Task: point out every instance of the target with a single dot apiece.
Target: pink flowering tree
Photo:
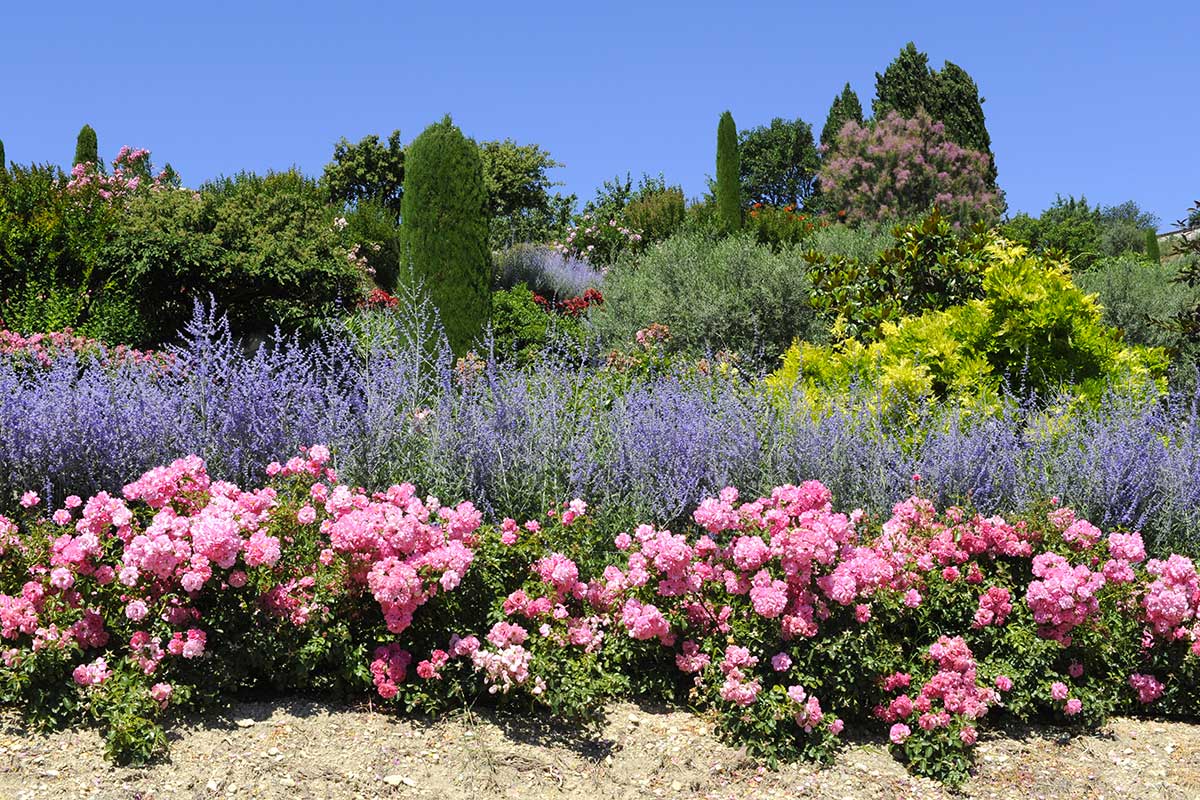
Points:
(899, 167)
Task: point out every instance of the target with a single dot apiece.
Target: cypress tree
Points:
(845, 108)
(1152, 251)
(729, 190)
(958, 104)
(906, 85)
(87, 150)
(444, 228)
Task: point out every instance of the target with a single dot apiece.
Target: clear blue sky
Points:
(1098, 98)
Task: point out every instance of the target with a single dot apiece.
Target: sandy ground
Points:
(304, 750)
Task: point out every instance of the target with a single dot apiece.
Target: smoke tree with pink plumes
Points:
(781, 617)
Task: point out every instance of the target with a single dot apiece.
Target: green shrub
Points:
(1083, 233)
(657, 214)
(778, 163)
(729, 190)
(781, 227)
(929, 265)
(87, 149)
(267, 247)
(1139, 298)
(862, 242)
(53, 271)
(522, 329)
(521, 208)
(371, 227)
(366, 170)
(1152, 251)
(1032, 328)
(444, 228)
(729, 294)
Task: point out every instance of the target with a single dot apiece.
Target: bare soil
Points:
(307, 751)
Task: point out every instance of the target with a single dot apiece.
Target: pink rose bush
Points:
(781, 614)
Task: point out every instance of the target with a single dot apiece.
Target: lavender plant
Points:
(519, 440)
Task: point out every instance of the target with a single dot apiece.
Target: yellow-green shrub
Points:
(1032, 329)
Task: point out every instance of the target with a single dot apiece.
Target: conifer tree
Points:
(444, 228)
(729, 190)
(87, 150)
(846, 108)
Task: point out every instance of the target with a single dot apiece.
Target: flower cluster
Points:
(952, 699)
(180, 583)
(131, 172)
(598, 240)
(43, 349)
(571, 306)
(897, 167)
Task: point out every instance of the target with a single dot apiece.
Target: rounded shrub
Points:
(727, 294)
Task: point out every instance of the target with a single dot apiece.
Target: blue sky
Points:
(1097, 98)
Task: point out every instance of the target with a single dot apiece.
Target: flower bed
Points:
(780, 614)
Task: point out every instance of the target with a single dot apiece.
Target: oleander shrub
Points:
(657, 212)
(267, 247)
(522, 328)
(731, 294)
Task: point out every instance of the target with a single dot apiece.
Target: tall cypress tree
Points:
(906, 85)
(1152, 251)
(444, 228)
(949, 95)
(846, 108)
(87, 150)
(957, 103)
(729, 190)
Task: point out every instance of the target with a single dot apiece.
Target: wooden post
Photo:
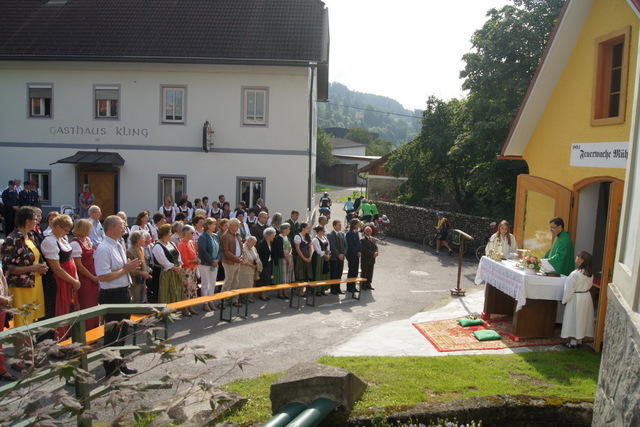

━━━━━━━━━━━━━━━━

GEFORDERTE AUFGABE:
Wähle aus den Datensätzen oben jede Zeile aus, in der die Zeichenfolge „blue“ vorkommt, und gib diese Zeilen unverändert wieder.

ÜBUNGSERGEBNIS:
Target: clear blue sky
Target: blue sky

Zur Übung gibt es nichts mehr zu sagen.